* **原文节选**

• • • •

时序知识图谱:动态关系建模

时序三元组、时间感知嵌入、事件图谱、变化检测与时序推理的工程实践

引言

传统知识图谱是静态的——它记录"张三在A公司工作",却无法表达"张三2020年到2023年在A公司工作,2023年后跳槽到B公司"。现实世界的知识天然具有时间维度:关系会建立和终止,属性会变化,事件有先后因果。时序知识图谱(Temporal Knowledge Graph, TKG)通过引入时间维度,让图谱能够建模动态变化的世界。本文将系统阐述时序知识图谱的数据模型、存储方案、嵌入方法和推理能力。

时序数据模型

从静态三元组到时序三元组

静态 vs 时序知识表示

静态三元组:
  (张三, 任职于, A公司)                    # 无时间信息

时序三元组(四元组):
  (张三, 任职于, A公司, [2020-01, 2023-06])  # 时间区间
  (张三, 任职于, B公司, [2023-07, now])       # 当前有效

时序五元组:
  (张三, 任职于, A公司, 2020-01, 2023-06)    # 开始+结束分离

事件化三元组:
  Event_001: {
    subject: 张三,
    predicate: 入职,
    object: A公司,
    timestamp: 2020-01-15,
    type: point_event
  }
  Event_002: {
    subject: 张三,
    predicate: 离职,
    object: A公司,
    timestamp: 2023-06-30,
    type: point_event,
    caused_by: Event_003
  }
  Event_003: {
    subject: 张三,
    predicate: 入职,
    object: B公司,
    timestamp: 2023-07-01,
    type: point_event
  }

时间模型分类

时间模型 表示方式 适用场景 复杂度
时间点(Point) (s, p, o, t) 事件发生、交易记录
时间区间(Interval) (s, p, o, [t_start, t_end]) 任职、合同有效期
事件图(Event Graph) Event{subject, predicate, object, time, metadata} 因果推理、过程建模
版本化(Versioned) (s, p, o, version_id) 知识演化追踪
周期性(Recurring) (s, p, o, cron_expr) 周期性事件(每季度财报)

存储方案

方案一:图数据库原生时间属性

// Neo4j: 关系上附加时间属性
CREATE (p:Person {name: 'Zhang San'})
CREATE (c:Company {name: 'TechCorp'})
CREATE (p)-[:WORKS_AT {
    start_date: date('2020-01-15'),
    end_date: date('2023-06-30'),
    role: 'Engineer',
    is_current: false
}]->(c)

// 查询:某人在某时间点的任职信息
MATCH (p:Person {name: 'Zhang San'})-[r:WORKS_AT]->(c:Company)
WHERE r.start_date <= date('2022-06-01')
  AND (r.end_date IS NULL OR r.end_date >= date('2022-06-01'))
RETURN c.name, r.role, r.start_date, r.end_date

// 查询:某公司在某时间段内的所有员工变动
MATCH (p:Person)-[r:WORKS_AT]->(c:Company {name: 'TechCorp'})
WHERE r.start_date >= date('2023-01-01')
   OR r.end_date >= date('2023-01-01')
RETURN p.name,
       r.start_date,
       r.end_date,
       CASE WHEN r.end_date IS NOT NULL THEN 'departed' ELSE 'active' END AS status
ORDER BY r.start_date

方案二:事件节点模式(Reification)

// 将关系提升为事件节点,支持更丰富的时序元数据
CREATE (e:Event:Employment {
    event_id: 'EVT-001',
    event_type: 'hire',
    timestamp: datetime('2020-01-15T09:00:00'),
    source: 'HR_system',
    confidence: 0.99
})
CREATE (p:Person {name: 'Zhang San'})
CREATE (c:Company {name: 'TechCorp'})
CREATE (e)-[:SUBJECT]->(p)
CREATE (e)-[:OBJECT]->(c)
CREATE (e)-[:HAS_ROLE]->(:Role {title: 'Engineer', level: 'L5'})

// 事件因果链
MATCH (hire:Event {event_id: 'EVT-001'})
CREATE (resign:Event:Employment {
    event_id: 'EVT-002',
    event_type: 'resign',
    timestamp: datetime('2023-06-30T18:00:00')

• • • •

* **所给信息**

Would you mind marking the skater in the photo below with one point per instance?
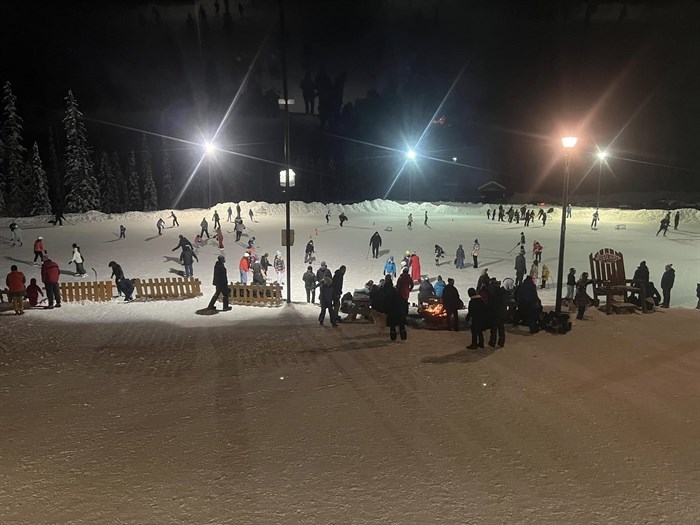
(338, 278)
(497, 311)
(16, 290)
(244, 267)
(545, 276)
(220, 238)
(439, 254)
(325, 296)
(415, 268)
(478, 316)
(459, 257)
(570, 285)
(392, 304)
(78, 260)
(205, 228)
(309, 252)
(221, 282)
(582, 299)
(278, 264)
(520, 268)
(50, 274)
(537, 251)
(186, 256)
(33, 292)
(309, 279)
(476, 248)
(451, 302)
(375, 242)
(390, 267)
(667, 280)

• • • •

* **练习活动**
请从这篇时序知识图谱原文最后显示的内容之后往下续写。

* **书面回答**
})
CREATE (resign)-[:CAUSED_BY]->(hire)
CREATE (resign)-[:PRECEDED_BY]->(hire)

// 查询:某人的完整职业时间线
MATCH (p:Person {name: 'Zhang San'})<-[:SUBJECT]-(e:Event:Employment)
OPTIONAL MATCH (e)-[:OBJECT]->(c:Company)
OPTIONAL MATCH (e)-[:HAS_ROLE]->(r:Role)
RETURN e.event_type, e.timestamp, c.name, r.title
ORDER BY e.timestamp

方案三:Python 时序图谱管理

from dataclasses import dataclass, field
from datetime import datetime, date
from typing import Optional
import json

@dataclass
class TemporalTriple:
    """A knowledge triple with temporal validity."""
    subject: str
    predicate: str
    object: str
    valid_from: datetime
    valid_to: Optional[datetime] = None
    source: str = ""
    confidence: float = 1.0

    @property
    def is_current(self) -> bool:
        return self.valid_to is None or self.valid_to > datetime.now()

    def overlaps(self, start: datetime, end: datetime) -> bool:
        """Check if this triple is valid during [start, end]."""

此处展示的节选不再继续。